- _What you should do_: Every entry in the data below needs to be repeated exactly.

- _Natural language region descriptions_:
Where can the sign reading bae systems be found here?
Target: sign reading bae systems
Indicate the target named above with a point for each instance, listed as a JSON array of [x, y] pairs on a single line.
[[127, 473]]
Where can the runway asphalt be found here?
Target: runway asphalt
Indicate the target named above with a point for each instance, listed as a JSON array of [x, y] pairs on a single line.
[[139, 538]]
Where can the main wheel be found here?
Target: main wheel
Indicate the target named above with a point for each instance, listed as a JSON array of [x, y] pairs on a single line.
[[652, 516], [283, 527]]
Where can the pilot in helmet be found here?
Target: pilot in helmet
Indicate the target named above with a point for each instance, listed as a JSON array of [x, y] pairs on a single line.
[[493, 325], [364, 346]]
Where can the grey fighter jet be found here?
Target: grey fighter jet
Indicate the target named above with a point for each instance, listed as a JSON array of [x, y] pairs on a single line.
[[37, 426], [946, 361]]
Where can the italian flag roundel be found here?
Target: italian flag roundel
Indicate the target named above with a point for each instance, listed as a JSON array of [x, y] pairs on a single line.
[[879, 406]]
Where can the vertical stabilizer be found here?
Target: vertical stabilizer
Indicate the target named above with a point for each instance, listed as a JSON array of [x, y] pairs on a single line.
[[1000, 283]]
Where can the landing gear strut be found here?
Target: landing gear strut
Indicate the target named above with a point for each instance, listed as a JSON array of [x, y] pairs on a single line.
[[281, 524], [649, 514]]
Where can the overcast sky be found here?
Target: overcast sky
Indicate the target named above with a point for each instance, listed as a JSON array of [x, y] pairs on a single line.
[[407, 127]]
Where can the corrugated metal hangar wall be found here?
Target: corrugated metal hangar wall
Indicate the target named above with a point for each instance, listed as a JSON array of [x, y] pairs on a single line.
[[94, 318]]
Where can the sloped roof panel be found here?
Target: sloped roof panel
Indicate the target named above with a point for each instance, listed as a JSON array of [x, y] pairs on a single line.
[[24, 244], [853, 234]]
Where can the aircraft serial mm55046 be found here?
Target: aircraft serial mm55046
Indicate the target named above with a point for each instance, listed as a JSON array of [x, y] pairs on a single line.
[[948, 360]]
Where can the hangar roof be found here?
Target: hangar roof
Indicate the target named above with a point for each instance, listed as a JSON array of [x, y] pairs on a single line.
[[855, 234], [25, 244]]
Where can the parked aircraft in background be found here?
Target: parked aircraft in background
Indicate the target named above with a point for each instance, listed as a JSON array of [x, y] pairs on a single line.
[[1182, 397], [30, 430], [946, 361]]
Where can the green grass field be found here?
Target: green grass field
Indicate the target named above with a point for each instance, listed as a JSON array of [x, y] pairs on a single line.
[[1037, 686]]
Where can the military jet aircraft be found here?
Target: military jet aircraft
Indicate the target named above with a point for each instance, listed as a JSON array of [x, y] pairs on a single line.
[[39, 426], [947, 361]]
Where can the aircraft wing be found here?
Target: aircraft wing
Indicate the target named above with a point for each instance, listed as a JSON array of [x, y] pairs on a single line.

- _Answer space_:
Where can the sign reading bae systems be found here?
Target: sign reading bae systems
Indicate the target named above with a point for each instance, listed as a JSON array of [x, y] pairs on a single line.
[[127, 473]]
Where can the runway asphalt be found here?
Target: runway asphalt
Indicate the target named above with a point for each instance, listed as a JSON array of [x, y] pairs on a single line.
[[139, 538]]
Where can the main wheel be found here?
Target: main wheel
Indicate the target named above with a point for each instance, listed as a JSON array of [x, y] pairs on a single line.
[[652, 516], [283, 527]]
Where can the pilot in helmet be found here?
Target: pilot in helmet
Indicate the target named above with a point for each instance, listed as a JSON array of [x, y] pairs on a single line.
[[493, 325], [364, 346]]
Where can the grey fighter jet be found here?
Target: grey fighter jet
Indicate the target named above with a point for each instance, listed as a JSON array of [x, y] pairs on a single line.
[[37, 426], [946, 361]]
Where can the italian flag roundel be found here?
Target: italian flag roundel
Indicate the target named above with a point for each instance, listed as a JSON array of [x, y] pairs on a single line.
[[879, 406]]
Where can the vertical stabilizer be found here?
Target: vertical stabilizer
Indicate the target named above with a point for each instance, listed as a JSON array of [x, y] pairs on a single line.
[[1000, 283]]
Where can the landing gear strut be found here?
Target: landing gear strut
Indicate the target named above with a point for each instance, listed as a JSON array of [x, y] pairs on a single line.
[[281, 524], [649, 514]]
Where can the overcast sky be found here?
Target: overcast sky
Indicate the target named above with a point for each instance, listed as a JSON array of [x, y] pairs on a single line.
[[407, 127]]
Where can the corrugated metal hangar wall be found here?
Target: corrugated metal hangar wall
Indicate the target named above with a point for each instance, listed as a JSON array of [x, y] pairs on a single line.
[[94, 318]]
Where can the sloped roof panel be found here?
Target: sloped roof panel
Indicate the target named above with a point for each instance, listed as a JSON array of [x, y] pairs on a single line.
[[24, 244], [853, 234]]
Where can the aircraft serial mm55046 be found here?
Target: aircraft serial mm55046
Indicate the target named above with a point for each instance, listed as a JSON array of [x, y] pairs on a single line.
[[948, 360]]
Where can the hangar roof be found here?
Target: hangar roof
Indicate the target named above with a point for each instance, listed as a JSON array of [x, y] pairs on a single line.
[[855, 234], [25, 244]]
Where can the parked aircraft in background be found here?
Target: parked aircraft in background
Indicate the target named above with a point for each instance, listed as a JSON array of [x, y] pairs on a single line.
[[1182, 397], [30, 430], [946, 361]]
Where can the green grass field be found here?
Target: green grass field
Indicate the target named above with a point for each instance, listed as a JSON array of [x, y] pairs on a single line.
[[1037, 686]]
Where can the military jet aircraft be found here?
Target: military jet aircraft
Indicate the target named above with a point for each instance, listed as a JSON array of [x, y] pairs on a single line.
[[39, 426], [947, 361]]
Where can the aircraft wing be found here?
Target: aircraft wing
Indicate the target named above with a point for each instance, listed as a JSON array of [x, y] pairs on a single line.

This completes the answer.